▶ _WRITTEN INSTRUCTION 1_
Decide whether each statement agrees with the APL mailing-list message, answering yes or no and quoting the deciding words: (a) The message expresses a willingness to make a test implementation of the rewriting idea. (b) The message says the lexical rewriter could only be a plugin. (c) The message proposes limiting quad-AV to 512 elements.
▶ _WRITTEN INSTRUCTION 2_
Using the APL mailing-list message, answer each question on its own line:
(a) On what date was the message sent?
(b) The parenthetical remark says the ideas are an amalgamation from which language?
(c) Which ASCII character is suggested as an alias for the Unicode "compose" codepoint?
▶ _WRITTEN INSTRUCTION 3_
Output the part of the APL mailing-list message starting with "Also, quad-SOMETHINGOROTHER would" and going on through "assuming, in quad-AV...)?".

From: Elias Mårtenson
Subject: Re: [Bug-apl] Feature suggestion: multiple function arguments
Date: Wed, 16 Mar 2016 13:17:36 +0800

On 16 March 2016 at 09:23, David B. Lamkins <address@hidden> wrote:
 
On Tue, Mar 15, 2016 at 11:35:59AM +0800, Elias Mårtenson wrote:
 
The lexical rewriter could be a plugin, but it could also be an APL function. Imagine being able to assign an APL function to quad-SOMETHINGOROTHER to define your own local syntax. You'd still be running APL2 code under the covers, but you'd be able to define your own syntax for anything that can be rewritten (presumably less conveniently) in APL2. Remember that the rewriter would have full access to the underlying APL2 interpreter, so you'd be able write entire programs to support the processing of some new syntax.

(If the above sounds familiar, it's probably because it's an amalgamation of ideas from Lisp.)

It does indeed sound a lot like Lisp form rewriting. I'm all for this idea, and I'd be willing to make a test implementation of it, as long as someone (else) can can come up with a decent way of actually create a way to unambiguously state the input to be transformed (the equivalent of the DEFMACRO destructuring form in Lisp).
 
Also, quad-SOMETHINGOROTHER would be a nightmare in shared code unless there was a good way to support localization (in the APL sense, not the I18N sense).

The extensions would be part of the program itself, just like in Lisp. I don't see a problem here.
 
>    Jürgen has previously explained that there are technical difficulties
>    in expanding the character repertoire outside 255 characters, but I
>    still feel this is one old limitation that deserves being eliminated.

I understand why we need to limit quad-AV to 256 elements. But what about composed characters? Would it be enough to alias the Unicode "compose" codepoint to the ASCII "backspace" (that is already, I'm assuming, in quad-AV...)?

I'm not entirely sure why Quad-AV even needs to exist in a modern program? We should be able to use all of Unicode to name our functions.

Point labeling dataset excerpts
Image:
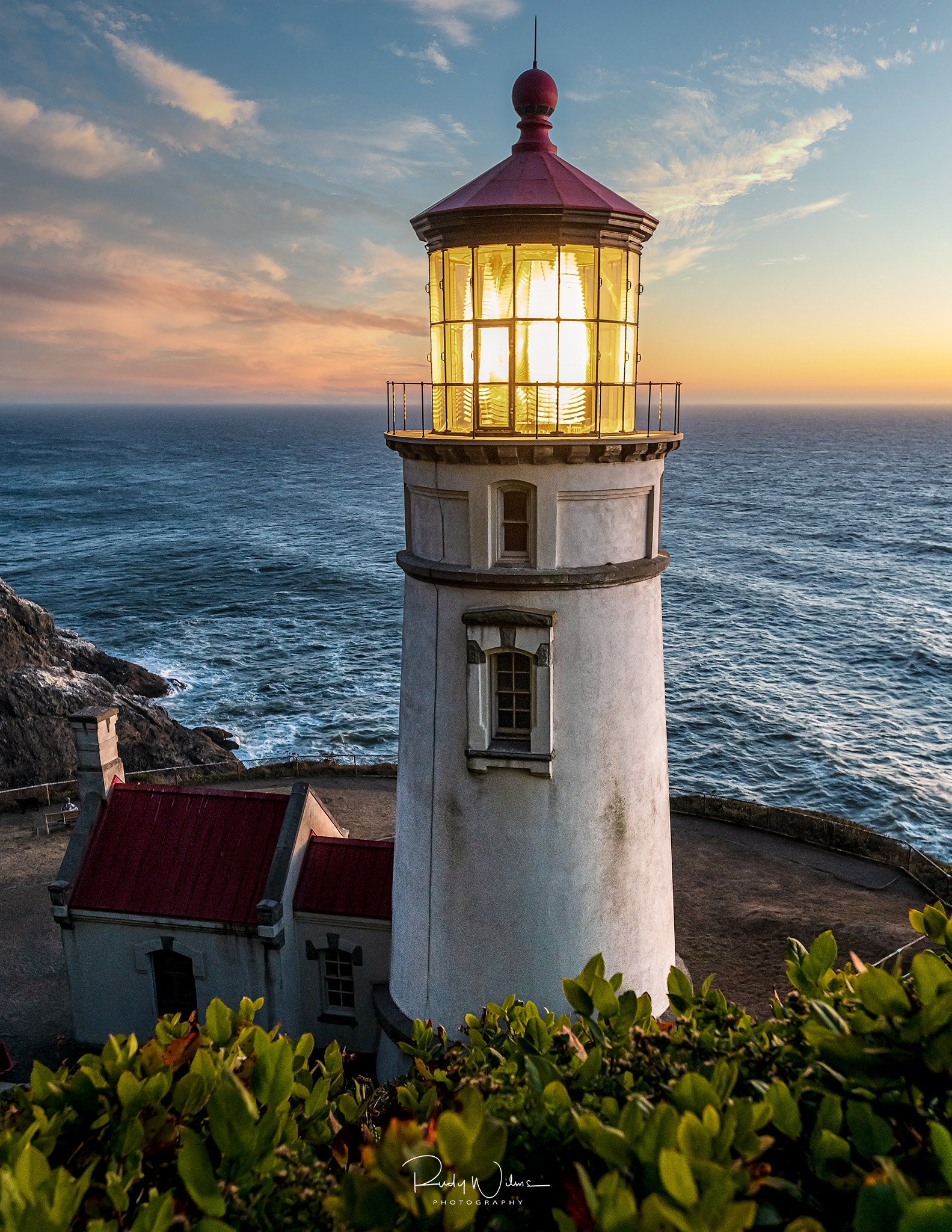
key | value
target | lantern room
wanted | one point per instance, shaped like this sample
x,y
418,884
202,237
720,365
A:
x,y
533,301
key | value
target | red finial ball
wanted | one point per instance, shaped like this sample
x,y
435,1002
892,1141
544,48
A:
x,y
535,94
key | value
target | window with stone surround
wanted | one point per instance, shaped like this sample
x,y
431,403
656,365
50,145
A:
x,y
515,530
509,689
174,984
339,980
512,700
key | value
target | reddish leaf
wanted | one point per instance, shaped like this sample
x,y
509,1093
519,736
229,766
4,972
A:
x,y
577,1207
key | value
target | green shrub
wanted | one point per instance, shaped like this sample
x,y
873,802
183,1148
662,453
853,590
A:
x,y
833,1114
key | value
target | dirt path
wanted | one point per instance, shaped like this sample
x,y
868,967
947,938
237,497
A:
x,y
738,896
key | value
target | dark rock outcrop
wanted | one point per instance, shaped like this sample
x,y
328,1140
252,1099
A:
x,y
48,673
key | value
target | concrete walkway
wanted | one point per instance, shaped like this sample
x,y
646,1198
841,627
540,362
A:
x,y
739,895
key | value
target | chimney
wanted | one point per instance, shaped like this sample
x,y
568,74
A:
x,y
99,756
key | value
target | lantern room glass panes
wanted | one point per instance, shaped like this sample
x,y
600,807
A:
x,y
533,339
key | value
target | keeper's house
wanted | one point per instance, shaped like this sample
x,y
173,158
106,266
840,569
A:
x,y
182,895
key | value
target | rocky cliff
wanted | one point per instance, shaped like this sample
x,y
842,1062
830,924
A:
x,y
47,673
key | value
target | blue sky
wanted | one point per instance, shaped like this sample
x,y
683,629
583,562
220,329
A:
x,y
209,201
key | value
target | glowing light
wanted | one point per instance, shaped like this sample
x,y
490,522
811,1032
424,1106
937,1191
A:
x,y
524,323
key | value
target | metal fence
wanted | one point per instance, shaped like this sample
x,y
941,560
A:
x,y
45,792
657,413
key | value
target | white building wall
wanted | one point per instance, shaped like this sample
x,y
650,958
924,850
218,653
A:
x,y
111,980
506,881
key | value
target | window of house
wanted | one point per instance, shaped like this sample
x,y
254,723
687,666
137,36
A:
x,y
174,984
339,979
515,530
512,695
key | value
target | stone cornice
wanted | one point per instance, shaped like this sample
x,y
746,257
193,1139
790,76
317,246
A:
x,y
584,578
529,451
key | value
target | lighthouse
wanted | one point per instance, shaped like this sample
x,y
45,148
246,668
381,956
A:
x,y
532,796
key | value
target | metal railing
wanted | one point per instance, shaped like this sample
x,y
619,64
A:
x,y
237,766
660,401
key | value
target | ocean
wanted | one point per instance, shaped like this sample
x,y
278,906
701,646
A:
x,y
248,555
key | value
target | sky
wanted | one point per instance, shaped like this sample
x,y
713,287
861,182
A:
x,y
207,201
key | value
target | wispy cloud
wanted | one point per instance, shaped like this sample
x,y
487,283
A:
x,y
183,88
739,162
899,58
428,56
40,231
263,264
63,142
813,208
699,157
452,17
823,70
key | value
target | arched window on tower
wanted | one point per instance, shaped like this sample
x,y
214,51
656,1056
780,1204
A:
x,y
512,700
174,984
515,524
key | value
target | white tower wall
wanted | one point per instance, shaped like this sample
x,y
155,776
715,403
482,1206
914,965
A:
x,y
510,875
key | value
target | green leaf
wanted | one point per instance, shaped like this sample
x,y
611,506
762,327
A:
x,y
932,978
784,1112
348,1107
593,970
157,1215
197,1174
820,958
604,998
274,1073
928,1215
541,1072
127,1088
452,1139
537,1035
609,1144
232,1115
829,1115
590,1068
693,1093
680,991
935,920
871,1135
190,1094
677,1178
578,997
556,1098
940,1140
882,993
877,1209
220,1021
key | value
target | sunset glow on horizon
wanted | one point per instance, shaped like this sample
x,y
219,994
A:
x,y
210,205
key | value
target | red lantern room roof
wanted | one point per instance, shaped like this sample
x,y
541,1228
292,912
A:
x,y
533,195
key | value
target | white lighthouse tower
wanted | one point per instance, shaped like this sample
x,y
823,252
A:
x,y
532,800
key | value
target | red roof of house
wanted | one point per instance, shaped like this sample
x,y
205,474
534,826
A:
x,y
346,878
179,852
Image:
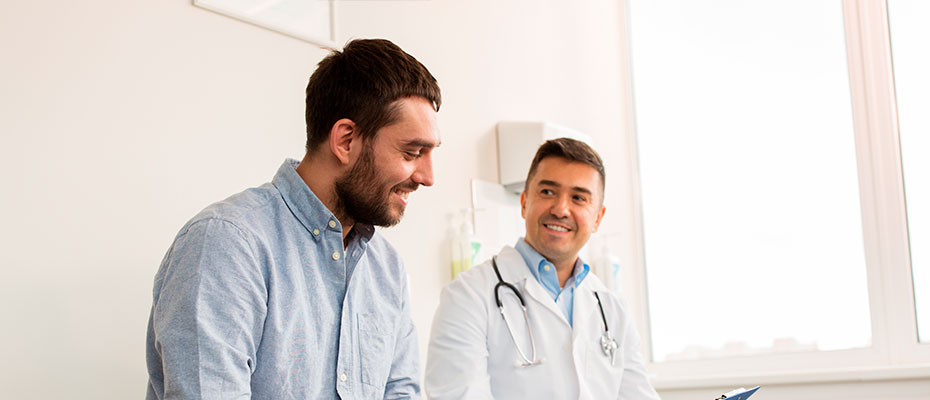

▶ _TASK ANSWER 1_
(a) Yes: "I'd be willing to make a test implementation of it"
(b) No: "The lexical rewriter could be a plugin, but it could also be an APL function."
(c) No: "I understand why we need to limit quad-AV to 256 elements."

▶ _TASK ANSWER 2_
(a) Wed, 16 Mar 2016
(b) Lisp
(c) Backspace

▶ _TASK ANSWER 3_
Also, quad-SOMETHINGOROTHER would be a nightmare in shared code unless there was a good way to support localization (in the APL sense, not the I18N sense).

The extensions would be part of the program itself, just like in Lisp. I don't see a problem here.
 
>    Jürgen has previously explained that there are technical difficulties
>    in expanding the character repertoire outside 255 characters, but I
>    still feel this is one old limitation that deserves being eliminated.

I understand why we need to limit quad-AV to 256 elements. But what about composed characters? Would it be enough to alias the Unicode "compose" codepoint to the ASCII "backspace" (that is already, I'm assuming, in quad-AV...)?